Problem to work on:
Please find every line below that includes "wheel" and report how many there are. Nothing else is needed.

──────── Supplied records ────────

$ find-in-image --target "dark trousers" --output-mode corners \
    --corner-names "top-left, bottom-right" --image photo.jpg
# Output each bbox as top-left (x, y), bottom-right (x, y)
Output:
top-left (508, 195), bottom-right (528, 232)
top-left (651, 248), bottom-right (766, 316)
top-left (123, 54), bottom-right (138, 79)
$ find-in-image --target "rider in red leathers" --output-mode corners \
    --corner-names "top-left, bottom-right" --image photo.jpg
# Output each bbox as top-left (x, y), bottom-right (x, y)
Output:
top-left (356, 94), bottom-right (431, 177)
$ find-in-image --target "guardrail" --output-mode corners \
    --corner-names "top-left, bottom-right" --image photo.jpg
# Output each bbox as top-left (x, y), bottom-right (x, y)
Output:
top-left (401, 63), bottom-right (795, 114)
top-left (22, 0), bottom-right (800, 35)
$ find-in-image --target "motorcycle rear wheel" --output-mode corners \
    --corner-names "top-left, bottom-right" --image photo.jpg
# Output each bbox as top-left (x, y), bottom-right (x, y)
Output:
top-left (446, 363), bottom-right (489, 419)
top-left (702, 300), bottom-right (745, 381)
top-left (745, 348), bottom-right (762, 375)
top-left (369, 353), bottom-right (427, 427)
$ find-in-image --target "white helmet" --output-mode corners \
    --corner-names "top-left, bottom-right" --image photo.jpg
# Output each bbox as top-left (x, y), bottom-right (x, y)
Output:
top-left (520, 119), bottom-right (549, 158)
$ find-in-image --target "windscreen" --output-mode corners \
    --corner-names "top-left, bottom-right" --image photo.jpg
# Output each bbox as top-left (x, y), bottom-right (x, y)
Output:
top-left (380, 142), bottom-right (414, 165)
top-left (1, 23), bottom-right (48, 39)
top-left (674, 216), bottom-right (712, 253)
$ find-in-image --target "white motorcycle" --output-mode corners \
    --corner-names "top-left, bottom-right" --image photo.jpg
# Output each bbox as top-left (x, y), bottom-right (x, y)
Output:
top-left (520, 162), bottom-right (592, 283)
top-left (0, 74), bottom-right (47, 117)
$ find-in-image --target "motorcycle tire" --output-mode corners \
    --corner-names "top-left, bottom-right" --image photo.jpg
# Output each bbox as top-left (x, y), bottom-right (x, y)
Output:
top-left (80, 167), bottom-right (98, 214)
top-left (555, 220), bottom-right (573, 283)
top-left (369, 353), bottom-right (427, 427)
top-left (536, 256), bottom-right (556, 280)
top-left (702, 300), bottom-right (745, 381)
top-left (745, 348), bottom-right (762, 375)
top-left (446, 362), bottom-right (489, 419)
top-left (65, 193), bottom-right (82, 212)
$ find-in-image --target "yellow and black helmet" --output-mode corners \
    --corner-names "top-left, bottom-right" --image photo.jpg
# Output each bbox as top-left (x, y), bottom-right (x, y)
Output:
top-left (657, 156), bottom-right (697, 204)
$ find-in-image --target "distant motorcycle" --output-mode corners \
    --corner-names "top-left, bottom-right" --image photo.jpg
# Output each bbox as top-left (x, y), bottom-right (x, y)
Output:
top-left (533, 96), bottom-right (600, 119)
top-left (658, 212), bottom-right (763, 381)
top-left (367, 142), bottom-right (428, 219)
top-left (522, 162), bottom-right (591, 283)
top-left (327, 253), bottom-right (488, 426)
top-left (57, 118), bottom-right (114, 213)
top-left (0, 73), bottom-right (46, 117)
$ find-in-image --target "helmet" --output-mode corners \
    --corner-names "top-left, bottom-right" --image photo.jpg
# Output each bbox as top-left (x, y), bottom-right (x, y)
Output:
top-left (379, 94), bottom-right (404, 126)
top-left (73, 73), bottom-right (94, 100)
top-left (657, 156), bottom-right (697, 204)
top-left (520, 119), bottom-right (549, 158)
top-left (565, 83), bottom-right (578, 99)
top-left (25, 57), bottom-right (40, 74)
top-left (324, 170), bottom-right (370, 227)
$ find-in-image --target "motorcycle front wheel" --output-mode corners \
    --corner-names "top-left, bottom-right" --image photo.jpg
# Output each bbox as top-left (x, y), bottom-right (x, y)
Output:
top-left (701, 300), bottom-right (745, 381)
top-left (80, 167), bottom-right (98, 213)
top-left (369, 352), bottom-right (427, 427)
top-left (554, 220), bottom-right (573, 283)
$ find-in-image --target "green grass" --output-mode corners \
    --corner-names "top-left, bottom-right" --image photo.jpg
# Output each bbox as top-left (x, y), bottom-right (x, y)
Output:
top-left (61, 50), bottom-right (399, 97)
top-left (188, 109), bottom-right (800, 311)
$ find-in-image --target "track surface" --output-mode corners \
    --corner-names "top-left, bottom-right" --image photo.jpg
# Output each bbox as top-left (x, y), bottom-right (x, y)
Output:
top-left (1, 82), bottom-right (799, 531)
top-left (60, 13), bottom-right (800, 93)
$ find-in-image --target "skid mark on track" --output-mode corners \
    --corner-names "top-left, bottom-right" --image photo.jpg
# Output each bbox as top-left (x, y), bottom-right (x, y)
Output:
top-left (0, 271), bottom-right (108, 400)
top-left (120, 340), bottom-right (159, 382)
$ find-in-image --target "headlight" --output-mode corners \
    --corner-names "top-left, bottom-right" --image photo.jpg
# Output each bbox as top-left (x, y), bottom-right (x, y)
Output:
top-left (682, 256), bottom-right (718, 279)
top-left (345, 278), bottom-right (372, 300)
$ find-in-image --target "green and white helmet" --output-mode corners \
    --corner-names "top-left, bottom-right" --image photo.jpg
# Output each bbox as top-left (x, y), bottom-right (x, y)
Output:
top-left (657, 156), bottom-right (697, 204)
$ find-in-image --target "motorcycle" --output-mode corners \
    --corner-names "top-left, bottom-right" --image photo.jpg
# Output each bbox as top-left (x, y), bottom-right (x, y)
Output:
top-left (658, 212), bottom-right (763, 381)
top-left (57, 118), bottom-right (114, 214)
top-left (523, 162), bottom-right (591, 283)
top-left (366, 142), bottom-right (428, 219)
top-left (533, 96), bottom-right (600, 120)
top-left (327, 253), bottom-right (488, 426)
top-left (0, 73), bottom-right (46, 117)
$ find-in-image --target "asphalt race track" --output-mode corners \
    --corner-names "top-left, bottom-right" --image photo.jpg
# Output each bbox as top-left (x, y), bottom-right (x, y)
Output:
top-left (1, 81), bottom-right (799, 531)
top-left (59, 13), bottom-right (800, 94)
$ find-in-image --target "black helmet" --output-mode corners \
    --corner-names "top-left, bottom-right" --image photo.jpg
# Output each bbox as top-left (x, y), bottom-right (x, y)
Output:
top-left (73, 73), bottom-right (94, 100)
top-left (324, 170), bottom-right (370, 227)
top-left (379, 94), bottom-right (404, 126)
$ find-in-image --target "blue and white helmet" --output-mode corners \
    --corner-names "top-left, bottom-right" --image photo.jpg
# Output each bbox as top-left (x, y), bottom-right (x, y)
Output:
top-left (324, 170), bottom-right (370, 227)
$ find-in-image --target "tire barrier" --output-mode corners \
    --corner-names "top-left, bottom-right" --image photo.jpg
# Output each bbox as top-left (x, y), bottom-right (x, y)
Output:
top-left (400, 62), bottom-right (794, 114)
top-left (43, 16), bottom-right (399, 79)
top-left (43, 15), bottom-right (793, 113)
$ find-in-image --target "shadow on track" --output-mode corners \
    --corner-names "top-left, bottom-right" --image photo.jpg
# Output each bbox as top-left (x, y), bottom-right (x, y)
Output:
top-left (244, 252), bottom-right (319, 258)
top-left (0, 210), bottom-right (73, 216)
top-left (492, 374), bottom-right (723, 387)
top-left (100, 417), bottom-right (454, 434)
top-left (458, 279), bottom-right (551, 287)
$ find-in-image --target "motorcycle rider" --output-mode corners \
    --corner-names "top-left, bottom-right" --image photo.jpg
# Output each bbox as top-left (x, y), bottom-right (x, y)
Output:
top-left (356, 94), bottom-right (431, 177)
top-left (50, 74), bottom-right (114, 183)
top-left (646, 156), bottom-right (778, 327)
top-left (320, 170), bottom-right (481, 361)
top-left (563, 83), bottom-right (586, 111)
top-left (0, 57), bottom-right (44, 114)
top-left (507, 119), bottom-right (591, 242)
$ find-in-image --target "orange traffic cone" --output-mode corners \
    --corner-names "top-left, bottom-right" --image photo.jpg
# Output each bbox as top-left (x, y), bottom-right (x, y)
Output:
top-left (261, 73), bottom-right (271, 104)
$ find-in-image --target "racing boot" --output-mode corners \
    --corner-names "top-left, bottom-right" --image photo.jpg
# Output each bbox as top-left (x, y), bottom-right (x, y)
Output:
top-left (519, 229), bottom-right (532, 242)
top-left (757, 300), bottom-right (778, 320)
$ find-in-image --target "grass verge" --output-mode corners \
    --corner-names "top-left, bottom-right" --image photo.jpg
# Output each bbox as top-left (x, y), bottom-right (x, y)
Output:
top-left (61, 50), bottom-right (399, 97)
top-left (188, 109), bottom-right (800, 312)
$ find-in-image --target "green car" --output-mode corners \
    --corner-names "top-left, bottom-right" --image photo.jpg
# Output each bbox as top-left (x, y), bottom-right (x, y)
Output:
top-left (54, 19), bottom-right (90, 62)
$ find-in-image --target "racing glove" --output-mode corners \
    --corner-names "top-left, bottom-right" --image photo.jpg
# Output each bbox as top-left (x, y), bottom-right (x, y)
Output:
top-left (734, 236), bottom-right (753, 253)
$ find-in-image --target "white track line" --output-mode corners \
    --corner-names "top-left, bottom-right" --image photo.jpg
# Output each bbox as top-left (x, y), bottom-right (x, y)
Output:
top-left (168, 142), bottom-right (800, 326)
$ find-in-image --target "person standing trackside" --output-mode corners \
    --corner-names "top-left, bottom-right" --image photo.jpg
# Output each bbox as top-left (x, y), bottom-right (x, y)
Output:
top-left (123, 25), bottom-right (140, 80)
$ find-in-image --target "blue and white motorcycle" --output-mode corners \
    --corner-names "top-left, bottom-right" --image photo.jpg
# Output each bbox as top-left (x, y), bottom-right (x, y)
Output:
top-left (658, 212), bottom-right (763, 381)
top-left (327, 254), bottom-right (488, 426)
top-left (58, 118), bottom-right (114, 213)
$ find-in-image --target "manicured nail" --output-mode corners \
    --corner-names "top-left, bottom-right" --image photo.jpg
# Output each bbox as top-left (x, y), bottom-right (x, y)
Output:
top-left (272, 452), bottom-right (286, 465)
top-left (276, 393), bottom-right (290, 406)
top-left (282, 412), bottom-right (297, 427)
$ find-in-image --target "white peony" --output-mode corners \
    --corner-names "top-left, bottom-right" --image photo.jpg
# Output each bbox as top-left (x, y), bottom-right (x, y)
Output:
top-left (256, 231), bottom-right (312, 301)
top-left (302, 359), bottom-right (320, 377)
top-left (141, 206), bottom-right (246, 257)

────────

Written solution:
2